EXTRACTED MATERIAL:
-- start --

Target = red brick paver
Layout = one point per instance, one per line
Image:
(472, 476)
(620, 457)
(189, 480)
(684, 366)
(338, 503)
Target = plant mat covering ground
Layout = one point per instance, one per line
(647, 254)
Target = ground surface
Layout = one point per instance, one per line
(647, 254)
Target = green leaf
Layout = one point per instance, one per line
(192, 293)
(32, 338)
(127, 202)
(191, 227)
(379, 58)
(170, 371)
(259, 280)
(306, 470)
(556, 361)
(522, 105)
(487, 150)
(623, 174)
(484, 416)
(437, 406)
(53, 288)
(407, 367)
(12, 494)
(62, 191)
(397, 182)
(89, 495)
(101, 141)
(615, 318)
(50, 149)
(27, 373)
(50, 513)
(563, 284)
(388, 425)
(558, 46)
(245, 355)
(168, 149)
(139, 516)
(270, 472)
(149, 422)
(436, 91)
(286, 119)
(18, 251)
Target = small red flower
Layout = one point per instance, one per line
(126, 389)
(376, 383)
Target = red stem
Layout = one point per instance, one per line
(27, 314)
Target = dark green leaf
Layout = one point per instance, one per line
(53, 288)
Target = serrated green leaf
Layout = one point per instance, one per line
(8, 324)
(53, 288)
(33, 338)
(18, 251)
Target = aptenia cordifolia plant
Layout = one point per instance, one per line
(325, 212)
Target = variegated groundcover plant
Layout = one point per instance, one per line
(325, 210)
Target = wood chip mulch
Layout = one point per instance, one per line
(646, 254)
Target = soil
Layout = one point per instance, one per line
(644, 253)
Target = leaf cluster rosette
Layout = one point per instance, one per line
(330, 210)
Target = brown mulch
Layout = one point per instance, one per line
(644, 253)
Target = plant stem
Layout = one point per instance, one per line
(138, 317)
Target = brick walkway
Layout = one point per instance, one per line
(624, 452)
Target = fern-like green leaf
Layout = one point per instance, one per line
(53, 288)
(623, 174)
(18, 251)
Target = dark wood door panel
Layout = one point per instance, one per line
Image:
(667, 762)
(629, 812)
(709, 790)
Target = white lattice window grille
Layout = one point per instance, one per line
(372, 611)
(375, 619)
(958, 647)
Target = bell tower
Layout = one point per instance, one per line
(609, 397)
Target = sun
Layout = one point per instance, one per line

-- end --

REQUIRED WORK: Print every item above again, line for line, without changing anything.

SOLUTION TO THIS EXERCISE:
Target = red brick paver
Layout = one point per instance, one per line
Image:
(472, 476)
(620, 457)
(189, 480)
(684, 366)
(338, 503)
Target = plant mat covering ground
Layout = one point per instance, one per line
(647, 254)
Target = ground surface
Layout = one point per instance, one per line
(647, 254)
Target = green leaf
Layout = one point per instance, one per line
(192, 293)
(32, 338)
(127, 202)
(191, 227)
(379, 58)
(170, 371)
(259, 280)
(306, 470)
(556, 361)
(522, 105)
(487, 150)
(623, 174)
(484, 416)
(437, 406)
(53, 288)
(407, 367)
(12, 494)
(62, 191)
(397, 182)
(89, 495)
(101, 141)
(615, 318)
(50, 149)
(27, 373)
(50, 513)
(563, 284)
(388, 425)
(558, 46)
(245, 355)
(168, 149)
(139, 516)
(270, 472)
(149, 422)
(436, 91)
(286, 119)
(18, 251)
Target = small red flower
Layout = one point per instance, one per line
(126, 389)
(376, 383)
Target = red stem
Layout = one point per instance, one per line
(27, 314)
Target = dark green leaf
Layout = one point per instance, one per line
(53, 288)
Target = serrated green leaf
Layout = one point per instance, one per line
(8, 324)
(53, 288)
(33, 338)
(18, 251)
Target = aptenia cordifolia plant
Layout = one point per instance, one per line
(325, 212)
Target = variegated groundcover plant
Layout = one point per instance, one per line
(325, 210)
Target = wood chip mulch
Layout = one point per instance, one per line
(646, 254)
Target = soil
Layout = one point per instance, one per line
(644, 253)
Target = leaf cluster rosette
Layout = one point per instance, one per line
(330, 210)
Target = brown mulch
Layout = one point per instance, one per line
(644, 253)
Target = plant stem
Layout = one point per instance, one per line
(138, 317)
Target = brick walkway
Layout = one point per instance, one per line
(624, 452)
Target = fern-like green leaf
Layout = one point per instance, one per line
(53, 288)
(623, 174)
(18, 251)
Target = dark wood door panel
Layout = one point per instance, one per line
Image:
(667, 762)
(629, 812)
(709, 790)
Target = white lattice window grille
Layout = one point per instance, one per line
(372, 611)
(375, 619)
(958, 647)
Target = bell tower
Layout = one point per instance, one per line
(609, 397)
Target = sun
Layout = one point per instance, one per line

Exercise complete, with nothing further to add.